-- WHAT IS NEEDED --
Change each "Reviewer note" in the material to "Annotator note" and write out all of it again with nothing else altered. Leave the pictures out.
**** RECORDS SUPPLIED
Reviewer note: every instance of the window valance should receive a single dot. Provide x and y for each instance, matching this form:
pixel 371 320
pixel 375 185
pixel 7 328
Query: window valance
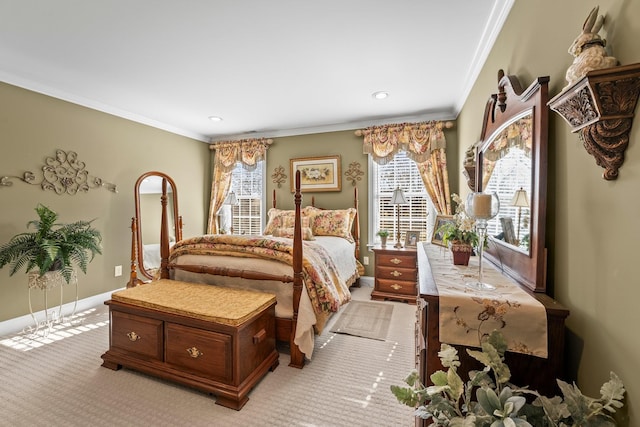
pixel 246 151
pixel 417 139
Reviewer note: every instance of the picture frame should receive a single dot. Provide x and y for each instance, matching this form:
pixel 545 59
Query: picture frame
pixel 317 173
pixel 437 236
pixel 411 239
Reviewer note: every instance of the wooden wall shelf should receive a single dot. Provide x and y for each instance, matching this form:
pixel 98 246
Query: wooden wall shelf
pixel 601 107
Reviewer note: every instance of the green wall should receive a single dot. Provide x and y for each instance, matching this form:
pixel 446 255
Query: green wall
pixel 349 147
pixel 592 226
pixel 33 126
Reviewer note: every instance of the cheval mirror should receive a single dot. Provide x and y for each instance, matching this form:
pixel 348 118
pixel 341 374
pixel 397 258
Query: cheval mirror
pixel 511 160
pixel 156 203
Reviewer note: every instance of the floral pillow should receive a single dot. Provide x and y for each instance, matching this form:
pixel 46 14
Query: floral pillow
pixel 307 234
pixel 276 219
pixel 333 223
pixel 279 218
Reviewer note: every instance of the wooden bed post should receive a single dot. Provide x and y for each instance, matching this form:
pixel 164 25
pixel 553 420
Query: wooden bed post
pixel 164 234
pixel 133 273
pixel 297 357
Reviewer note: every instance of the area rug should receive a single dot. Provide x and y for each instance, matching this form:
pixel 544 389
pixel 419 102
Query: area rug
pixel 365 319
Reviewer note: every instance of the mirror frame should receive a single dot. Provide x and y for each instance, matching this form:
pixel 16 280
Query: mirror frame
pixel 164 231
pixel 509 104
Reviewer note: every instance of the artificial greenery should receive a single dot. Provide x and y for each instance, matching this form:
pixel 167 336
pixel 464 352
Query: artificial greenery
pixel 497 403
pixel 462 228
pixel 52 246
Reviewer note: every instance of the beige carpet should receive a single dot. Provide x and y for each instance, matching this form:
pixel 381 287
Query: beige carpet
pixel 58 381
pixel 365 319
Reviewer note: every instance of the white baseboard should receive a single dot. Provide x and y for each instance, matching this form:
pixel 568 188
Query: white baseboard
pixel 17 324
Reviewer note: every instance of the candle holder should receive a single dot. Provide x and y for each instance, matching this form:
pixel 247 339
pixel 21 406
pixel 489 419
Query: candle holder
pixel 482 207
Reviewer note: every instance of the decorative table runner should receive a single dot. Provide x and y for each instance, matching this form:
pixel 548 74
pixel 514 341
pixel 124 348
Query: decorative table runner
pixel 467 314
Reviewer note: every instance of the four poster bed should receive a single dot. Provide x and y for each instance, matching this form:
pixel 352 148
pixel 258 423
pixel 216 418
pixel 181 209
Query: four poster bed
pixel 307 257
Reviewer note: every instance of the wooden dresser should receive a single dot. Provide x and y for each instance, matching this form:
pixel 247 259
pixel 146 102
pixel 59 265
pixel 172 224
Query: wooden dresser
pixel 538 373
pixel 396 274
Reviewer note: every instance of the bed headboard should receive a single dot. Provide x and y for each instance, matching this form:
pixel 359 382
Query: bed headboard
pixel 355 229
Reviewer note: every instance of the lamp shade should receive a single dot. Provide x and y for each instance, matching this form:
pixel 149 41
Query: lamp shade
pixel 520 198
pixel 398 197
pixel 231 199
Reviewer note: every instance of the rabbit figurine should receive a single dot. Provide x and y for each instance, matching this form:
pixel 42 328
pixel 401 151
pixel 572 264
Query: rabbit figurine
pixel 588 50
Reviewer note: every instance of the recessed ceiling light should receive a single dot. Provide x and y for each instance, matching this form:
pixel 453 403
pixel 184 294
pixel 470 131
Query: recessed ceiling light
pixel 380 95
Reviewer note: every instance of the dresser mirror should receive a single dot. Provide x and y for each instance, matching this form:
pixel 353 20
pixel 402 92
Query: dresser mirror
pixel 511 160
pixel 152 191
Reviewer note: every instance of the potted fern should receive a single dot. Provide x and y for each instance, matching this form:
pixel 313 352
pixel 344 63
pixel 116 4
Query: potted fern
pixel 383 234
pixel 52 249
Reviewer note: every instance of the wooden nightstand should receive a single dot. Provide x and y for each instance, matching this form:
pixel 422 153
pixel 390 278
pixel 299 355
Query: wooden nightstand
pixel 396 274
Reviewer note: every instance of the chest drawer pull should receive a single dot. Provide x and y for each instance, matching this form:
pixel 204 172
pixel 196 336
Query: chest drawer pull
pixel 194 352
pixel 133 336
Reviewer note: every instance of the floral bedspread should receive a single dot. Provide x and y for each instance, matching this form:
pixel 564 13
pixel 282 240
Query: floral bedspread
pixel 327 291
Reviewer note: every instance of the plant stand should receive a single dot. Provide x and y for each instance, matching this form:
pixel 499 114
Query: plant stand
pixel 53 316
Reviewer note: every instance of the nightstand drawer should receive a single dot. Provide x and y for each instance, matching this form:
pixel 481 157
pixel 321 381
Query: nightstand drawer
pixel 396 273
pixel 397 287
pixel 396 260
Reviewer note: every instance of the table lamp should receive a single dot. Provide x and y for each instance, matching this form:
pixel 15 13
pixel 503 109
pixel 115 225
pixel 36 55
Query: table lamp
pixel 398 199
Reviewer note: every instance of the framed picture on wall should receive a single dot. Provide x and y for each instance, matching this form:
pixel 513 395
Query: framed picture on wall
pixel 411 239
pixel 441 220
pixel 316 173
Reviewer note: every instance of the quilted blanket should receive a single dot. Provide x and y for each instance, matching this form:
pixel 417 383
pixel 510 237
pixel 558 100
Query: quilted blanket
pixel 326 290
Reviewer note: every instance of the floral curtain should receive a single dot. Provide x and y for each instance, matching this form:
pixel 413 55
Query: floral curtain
********
-- THE SOLUTION --
Annotator note: every instance of the window valance should receive a single dot. Provide x and y for each instance, matching this form:
pixel 371 320
pixel 375 185
pixel 7 328
Query: window valance
pixel 246 151
pixel 417 139
Annotator note: every instance of the picture frame should receive a single dot. Provide x and y for each instance, matching this form:
pixel 545 59
Query: picture frame
pixel 317 173
pixel 437 236
pixel 411 239
Annotator note: every instance of the wooden wall shelf should receive a single dot. Provide x and y for each instance, matching this form:
pixel 98 246
Query: wooden wall shelf
pixel 601 107
Annotator note: every instance of the green wall should receive a single dot. Provide x and y for each instance, matching this form:
pixel 446 255
Query: green wall
pixel 349 147
pixel 592 226
pixel 33 126
Annotator note: every instance of the cheval mirror should receive a single dot. Provide x and y for each instance, matching this form:
pixel 348 118
pixel 341 374
pixel 397 258
Query: cheval mirror
pixel 511 160
pixel 156 203
Annotator note: every instance of the floral pillow should receive a single dot. Provide x and y for each instance, matching this form:
pixel 46 14
Query: floral pillow
pixel 307 234
pixel 276 219
pixel 333 223
pixel 279 218
Annotator note: every instance of the wooden bed post should receive a single dot. Provide x and y for each instance, matching this form:
pixel 164 25
pixel 553 420
Query: wooden bed post
pixel 164 234
pixel 133 273
pixel 297 357
Annotator note: every instance of the area rug should receive a single dot. Provide x and y for each instance, matching this form:
pixel 544 389
pixel 419 102
Query: area rug
pixel 365 319
Annotator note: every instance of the mirror frame should receive a single dot. Provide x and y for each instance, matching this form:
pixel 16 280
Query: mirror frame
pixel 164 231
pixel 509 104
Annotator note: every instance of the artificial greenery should receive a single dot. Provide x and y for each instance, matching this form:
pixel 167 336
pixel 464 352
Query: artificial greenery
pixel 497 403
pixel 462 228
pixel 52 246
Annotator note: every instance of the beige carpet should receive a single dot. Provide x and y for each instance, matching this form:
pixel 381 287
Query: beige carpet
pixel 58 381
pixel 365 319
Annotator note: every instance of the white baseboard should receive a single dot. Provide x and y for each instance, matching this form:
pixel 568 188
Query: white baseboard
pixel 17 324
Annotator note: every instance of the candle holder should receive a single dot. Provide x and y for each instance, matching this form:
pixel 247 339
pixel 21 406
pixel 489 419
Query: candle holder
pixel 482 207
Annotator note: every instance of the decorative table runner should receive a single dot. Provide x and y for each instance, matching this form:
pixel 548 74
pixel 514 341
pixel 124 348
Query: decorative table runner
pixel 467 314
Annotator note: every instance of the four poster bed should receive a single dot. Provide x and y for each instance, matching this form:
pixel 352 148
pixel 258 423
pixel 216 418
pixel 181 209
Query: four poster bed
pixel 307 257
Annotator note: every instance of the wooden dresser should receive a single dot. Provide x and y for each instance, matching this form:
pixel 247 259
pixel 146 102
pixel 59 265
pixel 172 224
Query: wooden dresser
pixel 538 373
pixel 396 274
Annotator note: every instance of the bed headboard should receive a single dot. Provide x and y for each instance, matching this form:
pixel 359 382
Query: bed headboard
pixel 355 229
Annotator note: every instance of the lamp shade should receive a single dot. Provide x and y for each instance, matching this form:
pixel 149 41
Query: lamp shade
pixel 520 198
pixel 398 197
pixel 231 199
Annotator note: every instance of the rabbit figurine should receive a single dot. Provide x and y for each instance, matching this form:
pixel 42 328
pixel 401 151
pixel 572 264
Query: rabbit figurine
pixel 588 50
Annotator note: every instance of the recessed ceiling light should receive a single dot. Provide x and y for each instance, matching this form:
pixel 453 403
pixel 184 294
pixel 470 131
Query: recessed ceiling light
pixel 380 95
Annotator note: every instance of the dresser mirror should receive a single dot. Provide x and y for each instance, matching this form:
pixel 353 20
pixel 402 92
Query: dresser mirror
pixel 511 160
pixel 152 191
Annotator note: every instance of the potted fern should receive a single dot. Provide x and y for each instance, matching this form:
pixel 313 352
pixel 344 63
pixel 116 4
Query: potted fern
pixel 383 234
pixel 52 249
Annotator note: every instance of the wooden nightstand should receive a single dot. Provide x and y for each instance, matching this form:
pixel 422 153
pixel 390 278
pixel 299 355
Query: wooden nightstand
pixel 396 274
Annotator note: every instance of the chest drawer pull should receive a single dot. Provide x and y for each instance, matching this form:
pixel 204 172
pixel 196 336
Query: chest drawer pull
pixel 194 352
pixel 133 336
Annotator note: every instance of the floral bedspread should receive a single dot. Provide x and y for each instance, matching this form:
pixel 564 13
pixel 282 240
Query: floral bedspread
pixel 327 291
Annotator note: every instance of the plant stand should receive a single dot. Provide x and y for each instance, matching this form:
pixel 499 114
Query: plant stand
pixel 53 316
Annotator note: every instance of the nightstand drawer should receive a single dot. Provide x and y for each instance, matching this form:
pixel 481 157
pixel 321 381
Query: nightstand drawer
pixel 396 273
pixel 397 287
pixel 396 260
Annotator note: every instance of the table lamp should receive a single dot. Provide x and y for each instance, matching this form:
pixel 15 13
pixel 503 109
pixel 115 225
pixel 36 55
Query: table lamp
pixel 398 199
Annotator note: every instance of the framed picture on wall should receive a single dot. Provide x and y for each instance, matching this form:
pixel 513 395
Query: framed picture on wall
pixel 411 239
pixel 441 220
pixel 316 173
Annotator note: every instance of the quilted blanket should receive a single dot. Provide x and y for each instance, matching this form:
pixel 417 383
pixel 510 237
pixel 558 100
Query: quilted blanket
pixel 326 290
Annotator note: every instance of the floral curtain should receive a single dot. Provide x and y for each instance, matching this form:
pixel 413 55
Query: floral curtain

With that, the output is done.